◆ Location identification listing:
==================================================

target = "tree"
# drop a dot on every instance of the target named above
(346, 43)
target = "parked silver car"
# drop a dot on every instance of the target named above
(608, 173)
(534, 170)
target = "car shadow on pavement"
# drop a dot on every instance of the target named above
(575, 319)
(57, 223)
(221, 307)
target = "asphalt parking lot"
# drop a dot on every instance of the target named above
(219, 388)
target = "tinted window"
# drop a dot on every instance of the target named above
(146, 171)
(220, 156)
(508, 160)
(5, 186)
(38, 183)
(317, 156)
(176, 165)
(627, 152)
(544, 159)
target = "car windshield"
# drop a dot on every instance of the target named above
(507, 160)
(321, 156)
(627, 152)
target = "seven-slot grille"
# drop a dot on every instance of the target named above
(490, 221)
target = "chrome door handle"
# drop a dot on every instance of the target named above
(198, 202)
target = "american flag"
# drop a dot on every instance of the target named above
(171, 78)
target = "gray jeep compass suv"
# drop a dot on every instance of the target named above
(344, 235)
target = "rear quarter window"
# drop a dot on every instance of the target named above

==================================================

◆ PROBLEM TO SOLVE:
Edit the listing above by replacing every "drop a dot" with "place a marker" and leaving all else unchanged.

◆ RESPONSE:
target = "tree"
# place a marker on every instance of the target named above
(346, 43)
target = "parked silver car"
# place a marker on every instance of the target named above
(608, 173)
(534, 170)
target = "car shadow on pavement"
# place a marker on every instance of the target named above
(575, 319)
(57, 223)
(221, 307)
target = "asphalt parking lot"
# place a marker on every instance of the target named above
(219, 388)
target = "tinted window"
# place a marker on every instance of the target named above
(146, 171)
(220, 156)
(508, 160)
(5, 186)
(38, 183)
(317, 156)
(176, 165)
(627, 152)
(544, 159)
target = "car windshield"
# place a marker on every instance of the target named above
(507, 160)
(321, 156)
(627, 152)
target = "seven-slot grille"
# place a marker on every instance of the target named above
(490, 221)
target = "chrome door handle"
# place a marker on every instance of the target named above
(198, 202)
target = "american flag"
# place a marker on every instance of the target named above
(171, 78)
target = "gray jeep compass suv"
# place a marker on every instance of the target named above
(344, 235)
target = "rear quarter window"
# place a marker on every instance of the target named above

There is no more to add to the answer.